* What you have to do
Set down the data again in full, keeping every line exactly as it is.
====== Data provided ======
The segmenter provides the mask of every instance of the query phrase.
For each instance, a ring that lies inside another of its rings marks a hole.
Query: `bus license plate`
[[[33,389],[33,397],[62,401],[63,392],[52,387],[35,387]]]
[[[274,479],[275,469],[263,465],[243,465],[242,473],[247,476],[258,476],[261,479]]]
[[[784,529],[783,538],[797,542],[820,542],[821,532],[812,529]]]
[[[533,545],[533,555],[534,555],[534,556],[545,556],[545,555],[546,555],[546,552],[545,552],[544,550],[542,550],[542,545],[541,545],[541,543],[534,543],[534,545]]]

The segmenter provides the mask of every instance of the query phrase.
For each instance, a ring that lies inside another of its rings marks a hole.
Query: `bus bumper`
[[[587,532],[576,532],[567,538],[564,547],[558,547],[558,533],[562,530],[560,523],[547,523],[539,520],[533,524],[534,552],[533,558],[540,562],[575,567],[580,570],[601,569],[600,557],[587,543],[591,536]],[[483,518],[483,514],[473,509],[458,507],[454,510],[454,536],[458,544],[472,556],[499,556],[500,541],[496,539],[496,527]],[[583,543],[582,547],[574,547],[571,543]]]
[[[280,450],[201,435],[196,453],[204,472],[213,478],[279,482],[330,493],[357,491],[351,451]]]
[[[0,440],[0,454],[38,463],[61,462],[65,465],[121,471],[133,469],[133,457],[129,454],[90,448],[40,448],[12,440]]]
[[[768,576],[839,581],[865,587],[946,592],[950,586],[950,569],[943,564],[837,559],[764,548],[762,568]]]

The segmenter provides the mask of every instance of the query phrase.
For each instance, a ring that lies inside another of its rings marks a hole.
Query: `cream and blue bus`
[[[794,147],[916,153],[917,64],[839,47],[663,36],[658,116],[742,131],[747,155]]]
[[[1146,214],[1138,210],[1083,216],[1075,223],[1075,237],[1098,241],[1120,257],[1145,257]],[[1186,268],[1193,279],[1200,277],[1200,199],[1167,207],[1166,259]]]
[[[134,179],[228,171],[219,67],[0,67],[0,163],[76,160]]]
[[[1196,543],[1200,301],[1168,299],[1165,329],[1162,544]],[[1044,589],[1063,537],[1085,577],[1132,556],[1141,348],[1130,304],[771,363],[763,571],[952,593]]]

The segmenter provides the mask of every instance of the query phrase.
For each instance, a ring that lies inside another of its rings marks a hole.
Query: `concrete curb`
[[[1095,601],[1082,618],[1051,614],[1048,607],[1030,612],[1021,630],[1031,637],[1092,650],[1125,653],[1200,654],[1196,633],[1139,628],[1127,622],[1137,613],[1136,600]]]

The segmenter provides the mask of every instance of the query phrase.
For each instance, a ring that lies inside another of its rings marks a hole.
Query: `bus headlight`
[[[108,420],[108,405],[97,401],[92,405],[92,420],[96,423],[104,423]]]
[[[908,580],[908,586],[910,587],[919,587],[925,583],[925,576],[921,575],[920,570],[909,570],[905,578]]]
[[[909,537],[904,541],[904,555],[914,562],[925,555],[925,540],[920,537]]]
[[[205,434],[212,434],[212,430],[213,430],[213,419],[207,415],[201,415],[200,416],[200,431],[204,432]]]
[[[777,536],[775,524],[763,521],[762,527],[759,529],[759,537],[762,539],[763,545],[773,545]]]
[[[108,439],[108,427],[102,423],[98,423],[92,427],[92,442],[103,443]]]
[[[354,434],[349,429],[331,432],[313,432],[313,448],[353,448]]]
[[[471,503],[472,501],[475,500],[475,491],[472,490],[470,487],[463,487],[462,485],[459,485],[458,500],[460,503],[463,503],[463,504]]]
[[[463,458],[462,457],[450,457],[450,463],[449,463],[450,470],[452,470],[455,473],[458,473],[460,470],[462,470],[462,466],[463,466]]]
======
* Output of the task
The segmenter provides the mask of every instance of the query phrase.
For each instance, a ring that lies inside another of its rings marks a hole.
Query: `bus license plate`
[[[33,389],[33,397],[62,401],[63,392],[52,387],[35,387]]]
[[[274,479],[275,469],[263,465],[243,465],[242,473],[247,476],[258,476],[261,479]]]
[[[784,529],[783,538],[797,542],[820,542],[821,532],[812,529]]]
[[[533,545],[533,555],[534,555],[534,556],[545,556],[545,555],[546,555],[546,552],[545,552],[544,550],[542,550],[542,545],[541,545],[541,543],[534,543],[534,545]]]

The segmenter provides the mask of every instance of the query phrase.
For each instance, a ring that lies inside another of its rings marks a hole.
Query: `bus bumper`
[[[587,532],[576,532],[567,538],[564,547],[558,547],[558,533],[562,530],[560,523],[547,523],[539,520],[533,524],[534,552],[533,558],[540,562],[575,567],[580,570],[601,569],[600,557],[587,543],[591,536]],[[483,518],[483,514],[473,509],[458,507],[454,510],[454,536],[458,544],[472,556],[499,556],[500,541],[496,539],[496,527]],[[583,543],[582,547],[574,547],[571,543]]]
[[[280,450],[201,435],[196,453],[204,472],[213,478],[279,482],[330,493],[357,491],[351,451]]]
[[[0,440],[0,454],[38,463],[61,462],[65,465],[121,471],[133,469],[133,457],[129,454],[90,448],[40,448],[12,440]]]
[[[768,576],[839,581],[865,587],[946,592],[950,586],[950,569],[943,564],[837,559],[764,548],[762,568]]]

The segmenter provides the mask of every instance of the query phrase.
For each instance, a ring that lies inside another of its rings marks a hole.
Query: `cream and blue bus`
[[[794,147],[916,153],[917,64],[839,47],[663,36],[658,116],[742,131],[747,155]]]
[[[1146,214],[1138,210],[1083,216],[1075,223],[1075,237],[1098,241],[1120,257],[1145,257]],[[1186,268],[1193,279],[1200,277],[1200,199],[1167,207],[1166,259]]]
[[[134,179],[228,171],[219,67],[0,67],[0,163],[76,160]]]
[[[1196,543],[1200,301],[1168,299],[1165,329],[1162,544]],[[1044,589],[1063,537],[1085,577],[1132,556],[1141,348],[1130,304],[771,363],[763,571],[952,593]]]

The segmenter provides the mask of every instance of the query phrase.
For each instance, a ring that lies inside another of its rings marks a hole.
Query: `concrete curb`
[[[1095,601],[1082,618],[1051,614],[1048,607],[1030,612],[1021,630],[1031,637],[1092,650],[1125,653],[1200,654],[1196,633],[1139,628],[1127,622],[1137,613],[1136,600]]]

The segmenter provides the mask of every instance of the query phrase.
For each instance, a ring that lies inside another of its rings marks a hole.
Query: `bus headlight`
[[[108,420],[108,405],[97,401],[92,405],[92,420],[96,423],[104,423]]]
[[[908,580],[908,586],[910,587],[919,587],[925,583],[925,576],[921,575],[920,570],[909,570],[905,578]]]
[[[909,537],[904,541],[904,555],[914,562],[925,555],[925,540],[920,537]]]
[[[205,434],[212,434],[212,430],[213,430],[213,419],[207,415],[201,415],[200,416],[200,431],[204,432]]]
[[[777,536],[775,524],[763,521],[762,527],[759,529],[759,537],[762,539],[763,545],[773,545]]]
[[[108,439],[108,427],[102,423],[98,423],[92,427],[92,442],[103,443]]]
[[[354,434],[349,429],[331,432],[313,432],[313,448],[353,448]]]
[[[471,503],[472,501],[475,500],[475,491],[472,490],[470,487],[463,487],[462,485],[459,485],[458,500],[460,503],[463,503],[463,504]]]
[[[463,458],[462,457],[450,457],[450,463],[449,463],[450,470],[452,470],[455,473],[458,473],[460,470],[462,470],[462,466],[463,466]]]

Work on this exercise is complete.